#### READING PASSAGE

The New Zealand Parliament started on Tuesday the first reading of the Smokefree Environments and Regulated Products Amendment Bill. The amendment seeks to repeal the previous government’s initiatives in controlling tobacco sales.

The previous government set the Smokefree 2025 goal, to reduce smoking rates for all population groups to less than 5 percent. The government wished to eliminate inequities in smoking rates and smoking-related illnesses, ensure the younger generation never start smoking, and to increase the number of people who successfully quit smoking. To deliver the goal, the previous government enacted the world’s first law banning tobacco sales for future generations. The enactment included a cut by 90 percent in the number of retailers that could sell smoked tobacco products, a low nicotine limit on smoked tobacco products and the prohibition of sales of smoked tobacco products to all those born after January 1, 2009.

The amendment introduced by the current coalition government seeks to repeal all three policies before they take effect. The Associate Minister of Health Casey Costello stated that the previous government failed to acknowledge that all other previous initiatives have effectively reduced the smoking rate in New Zealand. The New Zealand Health Survey results show that the percentage of daily smokers in New Zealand is 6.8, which is down from the 8.6 percent reported last year and 16.4 percent in 2012. Costello further stated that, without the additional measures that the coalition government seeks to repeal, New Zealand will still be able to hit the Smokefree goal in 2025. To support the repeal, Costello reiterated that the coalition government is adopting a regulatory approach instead of a prohibitionist approach by providing smokers with sufficient assistance to quit smoking.

########

PROBLEM STATEMENT:
Can you reproduce the passage on New Zealand's smokefree law amendment word for word? You won't need the lines.

#### LISTED ENTRIES

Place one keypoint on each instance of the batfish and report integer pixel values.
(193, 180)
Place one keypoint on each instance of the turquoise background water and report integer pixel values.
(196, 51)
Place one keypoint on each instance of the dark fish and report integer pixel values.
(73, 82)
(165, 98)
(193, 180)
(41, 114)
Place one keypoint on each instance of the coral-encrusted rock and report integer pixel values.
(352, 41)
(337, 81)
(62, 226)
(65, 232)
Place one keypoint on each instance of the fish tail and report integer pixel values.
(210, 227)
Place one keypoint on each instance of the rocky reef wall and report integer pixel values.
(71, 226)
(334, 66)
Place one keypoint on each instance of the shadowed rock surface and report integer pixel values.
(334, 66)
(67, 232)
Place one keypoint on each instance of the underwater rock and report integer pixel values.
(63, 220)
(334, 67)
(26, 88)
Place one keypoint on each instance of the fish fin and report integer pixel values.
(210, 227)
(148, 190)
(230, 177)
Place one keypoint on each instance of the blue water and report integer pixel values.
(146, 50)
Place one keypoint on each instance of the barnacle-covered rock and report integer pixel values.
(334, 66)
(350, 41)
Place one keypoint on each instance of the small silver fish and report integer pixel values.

########

EXERCISE RESPONSE:
The New Zealand Parliament started on Tuesday the first reading of the Smokefree Environments and Regulated Products Amendment Bill. The amendment seeks to repeal the previous government’s initiatives in controlling tobacco sales.

The previous government set the Smokefree 2025 goal, to reduce smoking rates for all population groups to less than 5 percent. The government wished to eliminate inequities in smoking rates and smoking-related illnesses, ensure the younger generation never start smoking, and to increase the number of people who successfully quit smoking. To deliver the goal, the previous government enacted the world’s first law banning tobacco sales for future generations. The enactment included a cut by 90 percent in the number of retailers that could sell smoked tobacco products, a low nicotine limit on smoked tobacco products and the prohibition of sales of smoked tobacco products to all those born after January 1, 2009.

The amendment introduced by the current coalition government seeks to repeal all three policies before they take effect. The Associate Minister of Health Casey Costello stated that the previous government failed to acknowledge that all other previous initiatives have effectively reduced the smoking rate in New Zealand. The New Zealand Health Survey results show that the percentage of daily smokers in New Zealand is 6.8, which is down from the 8.6 percent reported last year and 16.4 percent in 2012. Costello further stated that, without the additional measures that the coalition government seeks to repeal, New Zealand will still be able to hit the Smokefree goal in 2025. To support the repeal, Costello reiterated that the coalition government is adopting a regulatory approach instead of a prohibitionist approach by providing smokers with sufficient assistance to quit smoking.